◆ **PROBLEM TO WORK ON**
Copy out the listing below, replacing "with a pin" with "with a marker" wherever it occurs. Leave every other part unchanged.

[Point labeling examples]
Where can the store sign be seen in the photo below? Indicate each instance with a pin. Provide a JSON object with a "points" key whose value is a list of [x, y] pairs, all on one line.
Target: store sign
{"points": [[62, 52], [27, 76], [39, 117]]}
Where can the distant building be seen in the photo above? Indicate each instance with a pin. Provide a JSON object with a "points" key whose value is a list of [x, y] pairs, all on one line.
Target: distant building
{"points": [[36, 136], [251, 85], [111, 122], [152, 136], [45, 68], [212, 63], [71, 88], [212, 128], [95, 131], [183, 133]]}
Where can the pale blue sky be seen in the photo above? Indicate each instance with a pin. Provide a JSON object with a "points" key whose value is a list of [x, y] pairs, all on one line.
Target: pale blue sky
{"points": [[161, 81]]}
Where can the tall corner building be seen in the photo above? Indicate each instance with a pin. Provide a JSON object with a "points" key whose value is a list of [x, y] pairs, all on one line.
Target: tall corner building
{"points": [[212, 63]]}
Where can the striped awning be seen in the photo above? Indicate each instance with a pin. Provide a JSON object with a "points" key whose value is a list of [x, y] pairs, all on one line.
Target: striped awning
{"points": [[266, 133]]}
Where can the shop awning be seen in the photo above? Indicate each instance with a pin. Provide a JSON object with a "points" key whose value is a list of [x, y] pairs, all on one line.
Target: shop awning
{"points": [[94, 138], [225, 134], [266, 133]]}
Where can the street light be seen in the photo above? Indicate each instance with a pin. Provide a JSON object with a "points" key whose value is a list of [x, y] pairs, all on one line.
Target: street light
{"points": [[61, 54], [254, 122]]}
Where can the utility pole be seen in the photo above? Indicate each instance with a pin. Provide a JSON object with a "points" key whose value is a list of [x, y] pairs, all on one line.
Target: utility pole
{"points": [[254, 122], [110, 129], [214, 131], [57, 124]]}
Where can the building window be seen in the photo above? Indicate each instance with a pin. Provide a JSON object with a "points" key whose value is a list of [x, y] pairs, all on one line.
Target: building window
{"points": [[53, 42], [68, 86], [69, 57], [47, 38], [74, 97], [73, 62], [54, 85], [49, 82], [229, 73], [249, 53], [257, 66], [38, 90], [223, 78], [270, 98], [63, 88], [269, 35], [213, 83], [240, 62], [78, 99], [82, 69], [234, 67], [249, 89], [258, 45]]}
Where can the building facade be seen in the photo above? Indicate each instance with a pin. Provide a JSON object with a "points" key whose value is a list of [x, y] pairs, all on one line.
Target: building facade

◆ **RESULT OF THE TASK**
Where can the store sign be seen in the photo below? Indicate each instance with a marker. Provide a JSON object with a "points" key whose value is a list of [x, y] pairs, all on one line.
Target: store sign
{"points": [[62, 52], [27, 76], [39, 117]]}
Where can the distant building be seen in the photo above? Indicate each instance with a marker. Provide a JSON object with a "points" key whose value is a list of [x, y] pairs, all on one line.
Target: distant building
{"points": [[36, 136], [251, 85], [111, 122], [152, 136], [45, 68], [212, 63], [71, 88], [212, 128], [95, 131], [183, 133]]}
Where can the pale blue sky be seen in the photo above? Indicate each instance with a marker. Provide a JSON object with a "points" key whose value is a list of [x, y] pairs, all on one line.
Target: pale blue sky
{"points": [[161, 81]]}
Where can the tall corner building be seen in the photo above? Indicate each instance with a marker. Provide a JSON object with a "points" key whose value is a list of [x, y] pairs, all on one line.
Target: tall corner building
{"points": [[212, 63]]}
Where can the striped awning be seen in the photo above? Indicate each instance with a marker. Provide a JSON object with a "points" key whose value is a list of [x, y] pairs, all on one line.
Target: striped awning
{"points": [[266, 133]]}
Where can the shop awning be seen in the photo above? Indicate each instance with a marker. Provide a JSON object with a "points" key whose value is a list of [x, y] pairs, all on one line.
Target: shop awning
{"points": [[94, 138], [225, 134], [266, 133]]}
Where can the street light be seen in the photo above? Indicate each instance with a marker. Provide a JSON object with a "points" key whose value is a list of [x, y] pairs, all on one line.
Target: street light
{"points": [[61, 54], [254, 122]]}
Where can the utility pole be seen in the photo above? Indicate each instance with a marker. Provide a JSON object with a "points" key whose value is a list of [x, y] pairs, all on one line.
Target: utility pole
{"points": [[254, 122], [110, 129], [214, 131], [57, 124]]}
Where can the building window be seen in the photo above? Indicate each instance with a marker. Provide a JSON object with a "points" key whose value is a list of [x, y] pairs, all on one line.
Target: building window
{"points": [[53, 42], [68, 86], [69, 57], [47, 38], [74, 97], [73, 62], [54, 85], [49, 82], [229, 73], [249, 53], [257, 66], [38, 90], [223, 78], [270, 98], [63, 88], [269, 35], [213, 83], [240, 62], [78, 99], [82, 69], [234, 67], [249, 89], [258, 45]]}
Where can the building facade be seen in the photo above? Indicate each instance with a marker. Provide a JSON object with a "points" key whose value is a list of [x, y] pairs, all on one line.
Target: building facade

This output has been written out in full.